┌────────

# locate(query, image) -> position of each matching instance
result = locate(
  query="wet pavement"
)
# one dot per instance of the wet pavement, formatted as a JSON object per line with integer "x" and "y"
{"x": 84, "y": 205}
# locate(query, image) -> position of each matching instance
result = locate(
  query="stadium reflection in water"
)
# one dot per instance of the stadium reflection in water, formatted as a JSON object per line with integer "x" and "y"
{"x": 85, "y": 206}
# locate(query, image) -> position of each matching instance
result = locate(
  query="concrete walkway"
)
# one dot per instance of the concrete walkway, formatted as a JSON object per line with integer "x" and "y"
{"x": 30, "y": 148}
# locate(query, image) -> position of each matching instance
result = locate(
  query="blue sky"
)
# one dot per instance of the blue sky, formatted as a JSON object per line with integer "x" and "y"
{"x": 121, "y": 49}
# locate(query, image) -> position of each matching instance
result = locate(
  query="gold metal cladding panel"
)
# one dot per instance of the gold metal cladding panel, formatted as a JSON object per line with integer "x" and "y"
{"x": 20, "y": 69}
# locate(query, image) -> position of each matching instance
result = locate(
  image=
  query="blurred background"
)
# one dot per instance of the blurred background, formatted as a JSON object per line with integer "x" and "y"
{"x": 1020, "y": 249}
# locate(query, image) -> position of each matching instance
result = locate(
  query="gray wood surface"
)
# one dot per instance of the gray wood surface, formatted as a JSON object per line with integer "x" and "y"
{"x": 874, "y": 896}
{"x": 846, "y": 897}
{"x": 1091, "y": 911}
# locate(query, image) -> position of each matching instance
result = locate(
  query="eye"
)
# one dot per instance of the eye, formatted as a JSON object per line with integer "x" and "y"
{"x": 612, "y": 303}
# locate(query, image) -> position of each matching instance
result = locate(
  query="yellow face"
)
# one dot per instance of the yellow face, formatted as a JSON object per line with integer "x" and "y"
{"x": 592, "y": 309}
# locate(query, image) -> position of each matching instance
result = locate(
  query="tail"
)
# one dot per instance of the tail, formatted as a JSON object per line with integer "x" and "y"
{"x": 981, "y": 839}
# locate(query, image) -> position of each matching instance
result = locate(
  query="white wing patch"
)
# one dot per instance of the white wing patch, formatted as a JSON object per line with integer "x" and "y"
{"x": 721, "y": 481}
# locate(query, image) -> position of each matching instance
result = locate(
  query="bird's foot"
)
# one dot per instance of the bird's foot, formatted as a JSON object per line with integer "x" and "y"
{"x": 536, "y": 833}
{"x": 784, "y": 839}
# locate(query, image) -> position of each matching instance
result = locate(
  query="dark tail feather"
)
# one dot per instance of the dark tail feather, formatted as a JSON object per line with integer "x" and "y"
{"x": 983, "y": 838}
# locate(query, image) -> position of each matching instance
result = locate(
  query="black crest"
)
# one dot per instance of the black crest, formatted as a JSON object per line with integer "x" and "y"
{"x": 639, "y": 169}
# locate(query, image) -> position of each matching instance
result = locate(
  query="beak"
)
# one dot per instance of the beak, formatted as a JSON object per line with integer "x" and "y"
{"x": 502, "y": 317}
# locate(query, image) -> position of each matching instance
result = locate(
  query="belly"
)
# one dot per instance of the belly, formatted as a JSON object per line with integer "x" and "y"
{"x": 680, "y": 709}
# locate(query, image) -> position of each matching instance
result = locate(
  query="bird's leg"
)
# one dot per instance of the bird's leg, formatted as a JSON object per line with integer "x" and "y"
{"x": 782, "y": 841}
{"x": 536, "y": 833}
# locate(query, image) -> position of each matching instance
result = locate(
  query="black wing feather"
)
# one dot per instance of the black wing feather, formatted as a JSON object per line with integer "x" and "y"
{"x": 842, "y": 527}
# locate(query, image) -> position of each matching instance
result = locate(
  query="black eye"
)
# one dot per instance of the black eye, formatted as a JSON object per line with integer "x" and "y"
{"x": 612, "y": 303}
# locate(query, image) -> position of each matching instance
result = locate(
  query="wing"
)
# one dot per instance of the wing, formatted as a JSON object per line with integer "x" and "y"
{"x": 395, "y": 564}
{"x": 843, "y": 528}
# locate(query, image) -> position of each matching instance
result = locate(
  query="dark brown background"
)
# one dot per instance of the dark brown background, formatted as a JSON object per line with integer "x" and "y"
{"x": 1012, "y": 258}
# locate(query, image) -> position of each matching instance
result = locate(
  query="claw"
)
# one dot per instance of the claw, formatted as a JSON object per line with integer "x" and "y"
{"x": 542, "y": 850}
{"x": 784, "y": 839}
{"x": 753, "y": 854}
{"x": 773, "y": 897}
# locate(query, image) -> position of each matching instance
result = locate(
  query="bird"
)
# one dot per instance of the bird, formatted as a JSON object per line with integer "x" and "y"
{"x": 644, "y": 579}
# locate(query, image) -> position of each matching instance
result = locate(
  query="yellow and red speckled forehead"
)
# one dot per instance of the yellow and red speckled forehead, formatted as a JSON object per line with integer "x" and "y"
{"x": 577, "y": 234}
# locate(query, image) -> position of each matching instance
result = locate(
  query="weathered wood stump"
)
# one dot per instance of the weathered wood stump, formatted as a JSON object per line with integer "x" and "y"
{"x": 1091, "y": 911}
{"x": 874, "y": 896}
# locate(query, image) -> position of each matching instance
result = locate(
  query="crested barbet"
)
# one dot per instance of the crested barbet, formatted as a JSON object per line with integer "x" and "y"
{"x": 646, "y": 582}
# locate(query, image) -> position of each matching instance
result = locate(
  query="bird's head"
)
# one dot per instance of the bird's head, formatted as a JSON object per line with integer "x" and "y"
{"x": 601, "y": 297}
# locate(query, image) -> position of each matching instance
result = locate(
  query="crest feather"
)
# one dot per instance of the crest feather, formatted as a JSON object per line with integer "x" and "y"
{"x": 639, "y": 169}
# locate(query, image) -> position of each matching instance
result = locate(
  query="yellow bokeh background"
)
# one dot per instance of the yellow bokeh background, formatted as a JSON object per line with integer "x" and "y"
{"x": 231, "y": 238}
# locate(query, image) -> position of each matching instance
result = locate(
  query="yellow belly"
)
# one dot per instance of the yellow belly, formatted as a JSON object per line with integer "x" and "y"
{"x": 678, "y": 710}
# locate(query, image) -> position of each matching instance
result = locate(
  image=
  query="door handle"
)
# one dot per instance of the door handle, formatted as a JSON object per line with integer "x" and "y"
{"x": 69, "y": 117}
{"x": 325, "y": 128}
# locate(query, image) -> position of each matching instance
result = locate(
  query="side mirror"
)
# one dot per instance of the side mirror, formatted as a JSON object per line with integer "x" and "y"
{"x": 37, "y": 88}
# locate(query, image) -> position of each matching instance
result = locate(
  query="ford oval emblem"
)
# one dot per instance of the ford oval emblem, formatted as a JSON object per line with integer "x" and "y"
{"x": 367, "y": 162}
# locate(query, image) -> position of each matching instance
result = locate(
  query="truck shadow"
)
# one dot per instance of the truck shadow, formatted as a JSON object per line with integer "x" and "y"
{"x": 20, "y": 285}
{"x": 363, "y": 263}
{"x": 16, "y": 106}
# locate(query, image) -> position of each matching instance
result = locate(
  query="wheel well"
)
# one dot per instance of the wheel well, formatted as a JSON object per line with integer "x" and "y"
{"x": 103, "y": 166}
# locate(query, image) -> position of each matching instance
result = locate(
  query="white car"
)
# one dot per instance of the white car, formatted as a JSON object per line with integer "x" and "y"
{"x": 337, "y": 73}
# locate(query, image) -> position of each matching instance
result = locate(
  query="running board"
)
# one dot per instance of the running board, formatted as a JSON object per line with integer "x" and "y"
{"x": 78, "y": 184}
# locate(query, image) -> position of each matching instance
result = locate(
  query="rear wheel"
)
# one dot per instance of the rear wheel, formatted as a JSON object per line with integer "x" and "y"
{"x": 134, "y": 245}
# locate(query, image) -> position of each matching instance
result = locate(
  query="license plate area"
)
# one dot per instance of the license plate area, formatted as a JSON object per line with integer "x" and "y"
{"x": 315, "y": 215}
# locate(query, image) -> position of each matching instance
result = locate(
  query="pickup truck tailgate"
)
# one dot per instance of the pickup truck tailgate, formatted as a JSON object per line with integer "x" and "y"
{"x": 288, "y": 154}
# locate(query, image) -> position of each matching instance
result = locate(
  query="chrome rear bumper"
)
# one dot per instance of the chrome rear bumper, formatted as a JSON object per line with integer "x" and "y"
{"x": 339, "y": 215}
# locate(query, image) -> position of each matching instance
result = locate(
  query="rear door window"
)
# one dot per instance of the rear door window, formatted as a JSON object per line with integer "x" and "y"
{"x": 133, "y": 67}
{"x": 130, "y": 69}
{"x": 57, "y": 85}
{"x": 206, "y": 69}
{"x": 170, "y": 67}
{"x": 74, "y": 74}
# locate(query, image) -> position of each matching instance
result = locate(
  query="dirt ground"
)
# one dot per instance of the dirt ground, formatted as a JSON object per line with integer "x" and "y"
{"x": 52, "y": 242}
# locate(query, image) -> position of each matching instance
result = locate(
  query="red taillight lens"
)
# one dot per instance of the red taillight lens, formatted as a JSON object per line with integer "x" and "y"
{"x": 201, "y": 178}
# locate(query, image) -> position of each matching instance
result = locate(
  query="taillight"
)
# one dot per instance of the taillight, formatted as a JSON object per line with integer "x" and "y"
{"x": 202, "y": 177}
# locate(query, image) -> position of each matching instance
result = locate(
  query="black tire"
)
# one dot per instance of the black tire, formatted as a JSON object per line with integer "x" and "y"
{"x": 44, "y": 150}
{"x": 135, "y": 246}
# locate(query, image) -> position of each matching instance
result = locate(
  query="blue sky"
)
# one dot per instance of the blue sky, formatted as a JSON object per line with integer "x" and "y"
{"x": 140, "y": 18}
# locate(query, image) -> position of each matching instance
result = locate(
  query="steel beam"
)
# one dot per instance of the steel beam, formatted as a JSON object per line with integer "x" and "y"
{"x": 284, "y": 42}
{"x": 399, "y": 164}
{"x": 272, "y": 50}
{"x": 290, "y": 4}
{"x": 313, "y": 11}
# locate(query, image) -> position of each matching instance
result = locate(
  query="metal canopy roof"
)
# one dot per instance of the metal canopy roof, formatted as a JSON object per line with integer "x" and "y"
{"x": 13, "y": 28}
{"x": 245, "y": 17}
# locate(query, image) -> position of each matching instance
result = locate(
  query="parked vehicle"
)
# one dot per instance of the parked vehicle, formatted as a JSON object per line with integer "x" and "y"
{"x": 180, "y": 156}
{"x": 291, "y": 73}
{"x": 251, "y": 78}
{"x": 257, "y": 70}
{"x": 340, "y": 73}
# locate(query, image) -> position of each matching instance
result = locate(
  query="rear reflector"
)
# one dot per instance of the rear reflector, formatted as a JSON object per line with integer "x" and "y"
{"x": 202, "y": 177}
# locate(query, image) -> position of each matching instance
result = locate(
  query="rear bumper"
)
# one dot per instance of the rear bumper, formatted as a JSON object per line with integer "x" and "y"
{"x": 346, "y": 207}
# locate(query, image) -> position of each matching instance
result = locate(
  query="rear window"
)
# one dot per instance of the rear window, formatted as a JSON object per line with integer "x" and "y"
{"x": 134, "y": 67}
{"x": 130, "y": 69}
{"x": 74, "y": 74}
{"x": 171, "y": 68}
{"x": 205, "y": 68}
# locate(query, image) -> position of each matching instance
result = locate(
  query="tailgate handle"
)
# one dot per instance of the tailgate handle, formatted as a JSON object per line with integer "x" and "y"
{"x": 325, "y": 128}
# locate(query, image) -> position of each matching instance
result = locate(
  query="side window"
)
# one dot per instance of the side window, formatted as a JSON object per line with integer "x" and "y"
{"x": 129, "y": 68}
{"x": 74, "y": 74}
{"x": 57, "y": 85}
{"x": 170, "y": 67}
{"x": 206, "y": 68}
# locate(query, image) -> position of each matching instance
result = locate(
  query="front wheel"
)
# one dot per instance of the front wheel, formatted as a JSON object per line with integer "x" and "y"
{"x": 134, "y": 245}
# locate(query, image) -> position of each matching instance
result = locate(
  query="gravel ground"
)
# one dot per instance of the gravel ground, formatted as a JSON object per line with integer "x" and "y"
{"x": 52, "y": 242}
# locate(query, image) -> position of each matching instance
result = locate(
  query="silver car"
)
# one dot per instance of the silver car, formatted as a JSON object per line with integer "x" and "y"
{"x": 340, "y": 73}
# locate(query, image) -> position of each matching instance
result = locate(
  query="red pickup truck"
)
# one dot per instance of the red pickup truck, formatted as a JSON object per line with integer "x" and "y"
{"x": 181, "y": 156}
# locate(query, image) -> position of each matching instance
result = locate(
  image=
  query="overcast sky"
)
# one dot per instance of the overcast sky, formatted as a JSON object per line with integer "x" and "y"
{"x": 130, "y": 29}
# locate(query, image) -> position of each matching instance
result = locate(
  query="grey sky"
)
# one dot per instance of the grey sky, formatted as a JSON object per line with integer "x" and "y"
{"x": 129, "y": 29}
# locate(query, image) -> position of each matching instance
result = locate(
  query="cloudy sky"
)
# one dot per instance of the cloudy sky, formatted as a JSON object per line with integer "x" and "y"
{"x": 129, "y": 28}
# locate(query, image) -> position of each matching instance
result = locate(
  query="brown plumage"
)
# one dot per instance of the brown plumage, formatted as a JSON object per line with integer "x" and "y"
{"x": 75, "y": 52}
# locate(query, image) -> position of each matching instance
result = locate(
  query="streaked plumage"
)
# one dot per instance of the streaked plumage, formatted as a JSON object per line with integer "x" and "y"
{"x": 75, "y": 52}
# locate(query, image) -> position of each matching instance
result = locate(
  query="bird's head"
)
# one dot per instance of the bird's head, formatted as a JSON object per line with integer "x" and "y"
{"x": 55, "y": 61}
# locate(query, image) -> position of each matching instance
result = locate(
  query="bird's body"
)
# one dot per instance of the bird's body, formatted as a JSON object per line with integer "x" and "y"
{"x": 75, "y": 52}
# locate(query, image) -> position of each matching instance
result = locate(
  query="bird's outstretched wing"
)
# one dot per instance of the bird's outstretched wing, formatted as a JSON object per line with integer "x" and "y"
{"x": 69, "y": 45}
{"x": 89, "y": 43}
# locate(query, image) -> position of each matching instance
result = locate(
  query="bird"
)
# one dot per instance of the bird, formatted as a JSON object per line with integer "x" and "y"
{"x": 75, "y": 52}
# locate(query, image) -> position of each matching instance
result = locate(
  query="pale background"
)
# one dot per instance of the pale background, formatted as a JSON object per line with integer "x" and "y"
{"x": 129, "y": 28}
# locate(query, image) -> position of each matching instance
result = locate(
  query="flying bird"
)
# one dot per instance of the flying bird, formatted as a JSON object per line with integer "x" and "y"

└────────

Tally the lines above that contain the string "ford", and reply with that number alone.

**The solution**
2